LSTM was first introduced by Sepp Hochreiter and Jürgen Schmidhuber in 1997 [44]. It was designed as a solution to improve the vanishing gradient problem in recurrent neural networks (RNNs). LSTM has been extensively applied to time-series forecasting, speech recognition, and anomaly detection. The overall structure of an LSTM network is illustrated in Figure 6, where the inputs are derived from the outputs of CNNs.

An LSTM unit comprises four key components: input gate ($i_t$), memory cell (${\tilde{c}}_t$), forget gate ($f_t$), and output gate ($O_t$). These elements collectively regulate the flow of information, which can be mathematically formulated as follows:

$$i_t=\sigma (W_i{x}_t+U_i{h}_{t-1}+b_i),$$

(39)

$${\tilde{c}}_t=tanh(W_c{x}_t+U_c{h}_{t-1}+b_c),$$

(40)

$$f_t=\sigma (W_f{x}_t+U_f{h}_{t-1}+b_f),$$

(41)

$$o_t=\sigma (W_o{x}_t+U_o{h}_{t-1}+b_o),$$

(42)

At each time step, these gates determine how much of the past information should be retained, how much new information should be incorporated, and how much should be output. The sigmoid ($\sigma$) and tanh ($\phi$) activation functions are used to modulate these flows. In this study, LSTM is utilized to enhance temporal modeling capabilities of CNNs.

**Work to complete:**
A. List the four components of an LSTM unit that the LSTM passage names.
B. According to the LSTM passage, who first introduced LSTM, and in what year?
C. Write the next part of the LSTM passage, following on from its final sentence.

**Given data:**
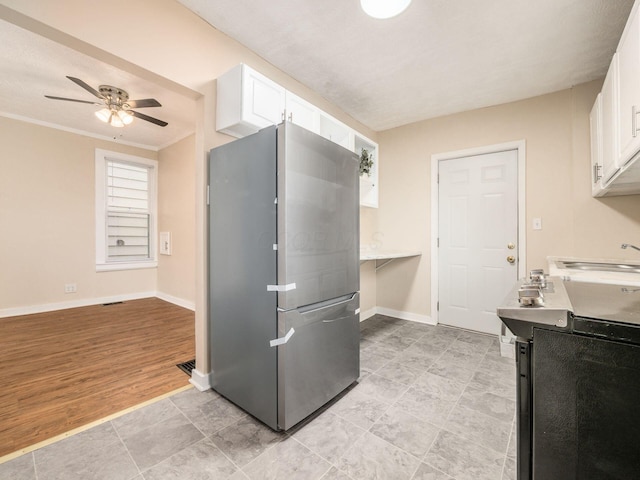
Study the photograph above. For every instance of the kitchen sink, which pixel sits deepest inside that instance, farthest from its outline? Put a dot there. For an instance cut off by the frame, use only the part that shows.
(599, 266)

**Written responses:**
A. Input gate, memory cell, forget gate, output gate

B. Sepp Hochreiter and Jürgen Schmidhuber, in 1997.

C.
4. Numerical Results

4.1. Data Preprocessing Results

The proposed method was evaluated using a 733 kW PV power generation system. Data were collected from July 2021 to July 2022 at an hourly resolution, including historical PV power output, solar irradiance and module temperature. Outliers were removed using the Z-score method, and the remaining dataset was divided into 75% for training and 25% for testing. The choice of a 75%/25% split was based on the availability of data for each weather condition. Although an 80%/20% split is commonly adopted, the testing data corresponding to rainy days were relatively limited after classification in this study. Therefore, a 75%/25% split was employed to ensure sufficient representation for both training and testing.

During training, solar irradiance and module temperature were used as input variables, while PV power generation served as the output. In the testing stage, predicted global horizontal irradiance (GHI) and air temperature were employed as inputs, as they exhibit stronger correlation with PV output based on the PCC method. The forecasted weather data were obtained from the SOLCAST platform [45]. All experiments were implemented in Python 3.9 on a Windows 11 platform equipped with an Intel Core i7-10700 CPU, 32 GB RAM. Estimation accuracy was evaluated using the mean relative error (MRE), mean absolute Error (MAE), normalized mean absolute error (NMAE), and symmetric mean absolute percentage error (sMAPE), defined as:

$$MRE={\displaystyle \frac{1}{N_m}}{\sum }_{i=1}^{N_m}\left|{\displaystyle \frac{P_i-{\widehat{P}}_i}{P_{cap}}}\right|\times 100\%,$$

(43)

$$MAE={\displaystyle \frac{1}{N_m}}{\sum }_{i=1}^{N_m}\left|P_i-{\widehat{P}}_i\right|,$$

(44)

$$NMAE={\displaystyle \frac{MAE}{\overline{P}}},$$

(45)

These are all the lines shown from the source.